▸ **ENTRIES PROVIDED**

##############################

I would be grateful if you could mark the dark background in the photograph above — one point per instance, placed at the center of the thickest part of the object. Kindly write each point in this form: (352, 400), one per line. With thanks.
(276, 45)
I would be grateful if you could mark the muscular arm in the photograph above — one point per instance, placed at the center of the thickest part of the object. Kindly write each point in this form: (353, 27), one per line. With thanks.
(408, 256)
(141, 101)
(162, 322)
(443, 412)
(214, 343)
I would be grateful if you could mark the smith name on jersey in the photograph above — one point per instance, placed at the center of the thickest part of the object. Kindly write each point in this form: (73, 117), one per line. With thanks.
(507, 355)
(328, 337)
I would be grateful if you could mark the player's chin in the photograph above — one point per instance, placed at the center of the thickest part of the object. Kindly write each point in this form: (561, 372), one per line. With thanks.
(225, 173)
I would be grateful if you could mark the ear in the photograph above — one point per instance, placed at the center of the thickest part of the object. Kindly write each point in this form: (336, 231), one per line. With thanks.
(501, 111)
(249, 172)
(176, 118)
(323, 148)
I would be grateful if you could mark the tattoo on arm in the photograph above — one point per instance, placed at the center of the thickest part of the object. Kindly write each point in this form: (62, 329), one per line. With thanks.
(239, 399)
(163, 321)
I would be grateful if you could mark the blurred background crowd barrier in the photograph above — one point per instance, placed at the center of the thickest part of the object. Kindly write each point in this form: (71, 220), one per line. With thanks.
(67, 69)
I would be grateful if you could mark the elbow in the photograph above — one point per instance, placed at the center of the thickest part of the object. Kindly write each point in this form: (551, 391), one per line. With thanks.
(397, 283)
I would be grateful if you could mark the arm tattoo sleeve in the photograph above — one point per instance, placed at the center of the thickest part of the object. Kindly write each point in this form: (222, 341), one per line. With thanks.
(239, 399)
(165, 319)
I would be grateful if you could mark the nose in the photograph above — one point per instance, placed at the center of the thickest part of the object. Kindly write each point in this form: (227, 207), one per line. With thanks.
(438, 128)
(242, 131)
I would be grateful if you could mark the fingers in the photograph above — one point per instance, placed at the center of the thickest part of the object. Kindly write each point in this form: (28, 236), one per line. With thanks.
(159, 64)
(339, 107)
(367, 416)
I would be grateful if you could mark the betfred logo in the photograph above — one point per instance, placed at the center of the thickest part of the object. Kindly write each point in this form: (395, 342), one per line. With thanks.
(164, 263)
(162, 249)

##############################

Reproduce all of the records above word for word, keeping each line unchanged and in its original order.

I would be grateful if you could mark the dark background in the photograph above — one point per instance, placed at the center of the thickest part of the object. Kindly write each point in this form: (352, 400), one per line. With thanks.
(276, 45)
I would be grateful if you could mark the muscular arm in the photograph above — one point per instance, placed at the center of the thickest part of the object. Kindly write each point in this form: (353, 27), one per line. With thanks.
(408, 256)
(141, 101)
(162, 322)
(443, 412)
(214, 343)
I would be grateful if you could mark the smith name on jersey in the photograph above — one point per instance, placed at the center of the thickest part of the object. Kindly write each point in this form: (73, 117), one per line. With thanks.
(507, 355)
(328, 337)
I would be grateful if you could mark the player's chin in the photograph above — one point per instance, placed at the center of the thickest part of the object. Kindly write each point in this form: (561, 372), one per line. With thanks.
(225, 173)
I would be grateful if you could mark the ear in the photograph above — one point per instance, placed at the center of the thickest part of the object. Kindly write each point in this form: (336, 231), one per line. With thanks.
(501, 111)
(249, 172)
(176, 118)
(323, 148)
I would be grateful if you could mark the tattoo on arm in the photograph above — one point per instance, placed at the center of the thickest part of the object. Kindly write each point in this form: (62, 329), one per line. With thanks.
(239, 399)
(163, 321)
I would be grateful if you could mark the blurred background crowd barrier in the photograph above — one point per instance, placed at the center of the thickest part of the object. Kindly write each point in this form: (71, 220), one per line. With thanks.
(67, 69)
I would be grateful if you could mark the elbow in the photograph above — one point per instance, placed at the center of the thickest part of the object. Kindly write each point in this form: (551, 391), one per line. With thanks.
(397, 283)
I would be grateful if you could mark the arm tattoo sleeve in the photograph above — one point per instance, placed at the center of the thickest part of the object. Kindly write each point in this form: (222, 341), one per line. With thanks.
(239, 399)
(165, 319)
I would be grateful if you could mark the nose in the photograph above — one point per instance, placed at the center of the thickest part of the object. Kindly write each point in this form: (227, 207), one per line. With thanks.
(438, 128)
(242, 131)
I would be grateful if you could mark the fingers in the photograph above — one point per instance, placed at the center of the thickest part of the object. Kindly write each point in this form: (28, 236), one per line. With thanks.
(159, 64)
(339, 107)
(367, 416)
I would be grateful if you could mark the betfred logo in the photograph above — one point per instance, placed at the center of the thickest part of the object. Kindly write each point in this form: (395, 342), one per line. With thanks.
(164, 263)
(162, 249)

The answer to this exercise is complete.